• [Document extract]:
- “It started out with Bruce saying, ‘Here's a boatload of songs.'” Clay McLeod Chapman's latest project has the Richmond writer collaborating with one of Virginia's more distinguished musical sons.
On the phone, Clay McLeod Chapman sounds as giddy as a kid at Christmas. The Richmond native is calling from Norfolk, where he's working with a large creative team that includes celebrated musician Bruce Hornsby and Tony Award-winning director John Rando on the world premiere production of “SCKBSTD” (pronounced “sick bastard”), opening at Virginia Stage in Norfolk this weekend. “I'm in a room with all of these Grammy winners and Tony winners,” Chapman says. “I want to turn to the person next to me and say, ‘Can you believe this?'”
When still a teenager in the 1990s, Chapman electrified the Richmond theater scene with his “Pumpkin Pie Show,” a rollicking and ever-changing performance piece built around his decidedly dark short stories. He's since toured the world with the show, collected some of his stories in “Rest Area” (published in 2002), and written a novel (2003's “Miss Corpus”). It was this novel that brought him to the attention of Hornsby and the producers of the play.
As Chapman tells the story, producer Michael Rafael had long considered Hornsby's character-based songs ripe for development into a musical. But when the Williamsburg-based pianist began writing songs inspired by a creepy stranger who'd been cruising the streets of his hometown, the producer felt stuck on who would write the libretto. Then he ran into someone in an elevator who'd just read Chapman's novel, also about “a crazy guy in a car.” Rafael gave Chapman a call and, with the Virginia connection in his favor, the author soon found himself in meetings with Hornsby.
Chapman has a growing list of playwriting credits — his “Lee's Miserables” and “Volume of Smoke” have been produced locally — but he's never worked on this kind of collaboration. “It started out with Bruce saying, ‘Here's a boatload of songs,'” Chapman recalls. “He'd been tinkering with ideas for a while. It was like having a map where all of the highways have been erased. I had the destinations but I had to get the story from one place to the next.”

• [Set problem]:
In the article on Clay McLeod Chapman's collaboration with Bruce Hornsby, what does Chapman mean when he says working on the project was like having a map where all the highways have been erased?

• [Dataset rows]:
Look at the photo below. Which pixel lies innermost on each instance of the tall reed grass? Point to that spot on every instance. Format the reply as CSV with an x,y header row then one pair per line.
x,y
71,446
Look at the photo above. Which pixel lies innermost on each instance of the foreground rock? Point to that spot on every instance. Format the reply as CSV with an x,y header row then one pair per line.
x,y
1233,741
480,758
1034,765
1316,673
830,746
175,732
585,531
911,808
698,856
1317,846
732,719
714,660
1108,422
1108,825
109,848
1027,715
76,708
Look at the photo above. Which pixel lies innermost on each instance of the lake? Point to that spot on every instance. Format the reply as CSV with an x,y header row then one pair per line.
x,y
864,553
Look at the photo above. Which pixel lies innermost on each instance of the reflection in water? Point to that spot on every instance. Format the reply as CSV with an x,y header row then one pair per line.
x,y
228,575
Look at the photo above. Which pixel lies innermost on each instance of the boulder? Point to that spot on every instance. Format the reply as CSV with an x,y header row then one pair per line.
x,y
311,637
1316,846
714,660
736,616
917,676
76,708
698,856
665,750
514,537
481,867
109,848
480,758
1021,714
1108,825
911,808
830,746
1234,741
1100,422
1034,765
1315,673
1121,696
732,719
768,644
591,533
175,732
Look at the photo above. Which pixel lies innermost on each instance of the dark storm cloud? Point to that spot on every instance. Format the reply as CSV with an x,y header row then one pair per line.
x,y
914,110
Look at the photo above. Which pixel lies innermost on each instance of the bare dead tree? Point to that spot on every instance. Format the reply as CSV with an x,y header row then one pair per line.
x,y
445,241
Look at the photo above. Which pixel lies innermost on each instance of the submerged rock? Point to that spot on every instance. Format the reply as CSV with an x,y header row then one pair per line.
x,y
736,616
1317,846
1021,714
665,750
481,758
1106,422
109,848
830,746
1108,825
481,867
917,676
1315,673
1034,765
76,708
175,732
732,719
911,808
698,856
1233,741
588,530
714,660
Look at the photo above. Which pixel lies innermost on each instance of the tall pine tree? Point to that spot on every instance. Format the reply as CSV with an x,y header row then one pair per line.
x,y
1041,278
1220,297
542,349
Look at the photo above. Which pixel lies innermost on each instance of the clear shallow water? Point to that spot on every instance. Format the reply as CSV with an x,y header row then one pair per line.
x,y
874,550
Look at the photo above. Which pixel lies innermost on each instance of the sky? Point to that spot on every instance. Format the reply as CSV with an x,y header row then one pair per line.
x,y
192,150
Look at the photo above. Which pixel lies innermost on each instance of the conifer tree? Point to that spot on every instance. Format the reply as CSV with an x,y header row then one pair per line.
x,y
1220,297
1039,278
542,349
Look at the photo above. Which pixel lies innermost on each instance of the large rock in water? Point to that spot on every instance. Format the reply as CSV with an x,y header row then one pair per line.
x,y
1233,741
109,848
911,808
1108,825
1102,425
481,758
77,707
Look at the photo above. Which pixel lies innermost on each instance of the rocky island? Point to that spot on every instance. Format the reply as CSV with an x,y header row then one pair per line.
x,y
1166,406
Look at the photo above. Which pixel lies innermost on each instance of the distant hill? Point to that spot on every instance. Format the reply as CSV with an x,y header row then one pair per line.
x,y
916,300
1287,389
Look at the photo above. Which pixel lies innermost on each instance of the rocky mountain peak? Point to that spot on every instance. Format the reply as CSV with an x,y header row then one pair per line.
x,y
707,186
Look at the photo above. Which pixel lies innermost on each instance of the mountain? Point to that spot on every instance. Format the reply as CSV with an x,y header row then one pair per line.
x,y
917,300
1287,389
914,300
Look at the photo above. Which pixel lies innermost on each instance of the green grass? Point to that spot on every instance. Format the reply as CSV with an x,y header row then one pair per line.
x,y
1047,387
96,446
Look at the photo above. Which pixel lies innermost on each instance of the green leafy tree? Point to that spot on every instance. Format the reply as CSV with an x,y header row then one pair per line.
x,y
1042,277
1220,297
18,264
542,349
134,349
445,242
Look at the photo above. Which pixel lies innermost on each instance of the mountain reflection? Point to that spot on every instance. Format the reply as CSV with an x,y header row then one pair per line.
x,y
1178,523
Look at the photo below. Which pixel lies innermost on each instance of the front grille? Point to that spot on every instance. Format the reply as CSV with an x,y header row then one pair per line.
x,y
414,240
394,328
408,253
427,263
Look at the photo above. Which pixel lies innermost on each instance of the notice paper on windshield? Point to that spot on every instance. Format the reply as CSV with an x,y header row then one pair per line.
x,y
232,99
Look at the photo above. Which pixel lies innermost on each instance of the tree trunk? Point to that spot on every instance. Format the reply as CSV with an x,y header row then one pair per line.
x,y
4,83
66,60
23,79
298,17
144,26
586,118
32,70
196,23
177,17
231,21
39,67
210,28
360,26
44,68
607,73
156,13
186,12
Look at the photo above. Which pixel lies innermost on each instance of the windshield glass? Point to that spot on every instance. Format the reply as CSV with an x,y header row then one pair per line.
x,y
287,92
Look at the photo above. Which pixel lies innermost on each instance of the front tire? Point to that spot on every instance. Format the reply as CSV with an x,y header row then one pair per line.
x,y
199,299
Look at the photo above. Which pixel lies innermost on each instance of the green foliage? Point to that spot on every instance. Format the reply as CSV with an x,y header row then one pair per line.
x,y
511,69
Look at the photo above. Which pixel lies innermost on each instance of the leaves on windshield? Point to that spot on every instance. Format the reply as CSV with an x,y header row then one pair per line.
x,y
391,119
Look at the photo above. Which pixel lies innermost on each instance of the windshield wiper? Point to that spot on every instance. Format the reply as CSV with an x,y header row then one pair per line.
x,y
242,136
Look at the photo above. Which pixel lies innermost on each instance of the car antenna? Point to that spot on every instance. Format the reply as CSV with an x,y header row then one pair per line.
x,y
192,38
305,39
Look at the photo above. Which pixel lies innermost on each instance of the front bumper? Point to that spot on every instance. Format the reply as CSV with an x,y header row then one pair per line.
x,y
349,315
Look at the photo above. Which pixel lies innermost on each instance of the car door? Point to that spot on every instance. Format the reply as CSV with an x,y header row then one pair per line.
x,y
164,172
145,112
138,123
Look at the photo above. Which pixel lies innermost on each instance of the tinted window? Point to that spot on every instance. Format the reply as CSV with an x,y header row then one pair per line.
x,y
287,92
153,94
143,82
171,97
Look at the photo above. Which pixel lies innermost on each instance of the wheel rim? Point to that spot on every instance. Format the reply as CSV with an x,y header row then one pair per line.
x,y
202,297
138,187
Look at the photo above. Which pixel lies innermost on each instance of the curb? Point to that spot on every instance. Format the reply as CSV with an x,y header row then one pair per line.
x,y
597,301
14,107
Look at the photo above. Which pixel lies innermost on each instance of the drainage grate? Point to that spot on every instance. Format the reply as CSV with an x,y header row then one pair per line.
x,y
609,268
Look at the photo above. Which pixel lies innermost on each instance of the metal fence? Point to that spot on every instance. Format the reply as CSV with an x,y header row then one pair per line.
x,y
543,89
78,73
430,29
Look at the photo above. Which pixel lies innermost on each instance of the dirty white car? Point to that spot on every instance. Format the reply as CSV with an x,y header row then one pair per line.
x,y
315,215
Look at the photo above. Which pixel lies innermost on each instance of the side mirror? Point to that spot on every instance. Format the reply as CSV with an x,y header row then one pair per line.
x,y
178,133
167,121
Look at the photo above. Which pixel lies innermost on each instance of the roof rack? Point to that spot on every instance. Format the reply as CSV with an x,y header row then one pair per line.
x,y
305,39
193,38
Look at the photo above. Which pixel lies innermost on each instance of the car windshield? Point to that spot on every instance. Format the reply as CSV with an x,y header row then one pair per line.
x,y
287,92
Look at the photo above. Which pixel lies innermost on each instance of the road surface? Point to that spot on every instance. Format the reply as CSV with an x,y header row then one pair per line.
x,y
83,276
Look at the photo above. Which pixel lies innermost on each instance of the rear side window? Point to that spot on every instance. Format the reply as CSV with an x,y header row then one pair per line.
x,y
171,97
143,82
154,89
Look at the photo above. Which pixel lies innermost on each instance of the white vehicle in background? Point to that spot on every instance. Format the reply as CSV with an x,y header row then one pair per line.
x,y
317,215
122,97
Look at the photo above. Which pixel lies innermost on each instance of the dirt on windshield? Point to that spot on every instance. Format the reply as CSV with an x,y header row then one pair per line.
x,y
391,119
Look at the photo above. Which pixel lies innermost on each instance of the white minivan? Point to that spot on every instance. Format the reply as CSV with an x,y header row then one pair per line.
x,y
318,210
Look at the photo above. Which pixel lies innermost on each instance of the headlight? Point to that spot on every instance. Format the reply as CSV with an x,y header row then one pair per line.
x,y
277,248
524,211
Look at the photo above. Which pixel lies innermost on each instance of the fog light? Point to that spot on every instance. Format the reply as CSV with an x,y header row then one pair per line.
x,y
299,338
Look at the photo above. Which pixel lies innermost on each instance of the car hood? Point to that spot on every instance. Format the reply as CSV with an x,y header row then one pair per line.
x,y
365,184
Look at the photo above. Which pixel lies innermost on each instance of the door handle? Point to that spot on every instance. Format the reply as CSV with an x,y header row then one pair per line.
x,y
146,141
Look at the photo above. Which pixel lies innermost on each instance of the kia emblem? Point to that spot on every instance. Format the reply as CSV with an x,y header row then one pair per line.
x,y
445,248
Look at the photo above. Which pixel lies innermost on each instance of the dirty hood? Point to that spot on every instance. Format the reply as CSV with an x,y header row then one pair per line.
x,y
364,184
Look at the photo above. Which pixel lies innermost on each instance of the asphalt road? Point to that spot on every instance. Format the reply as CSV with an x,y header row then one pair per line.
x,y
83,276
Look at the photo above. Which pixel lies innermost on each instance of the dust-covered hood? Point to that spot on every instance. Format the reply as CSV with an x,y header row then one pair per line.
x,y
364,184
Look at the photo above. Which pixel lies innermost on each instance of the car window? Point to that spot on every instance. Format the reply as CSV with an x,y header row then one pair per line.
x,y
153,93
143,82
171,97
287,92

• [Finished exercise]:
Hornsby had already written many songs, which gave Chapman the destinations. What was missing were the roads between them, so Chapman had to write the story that moves from one song to the next.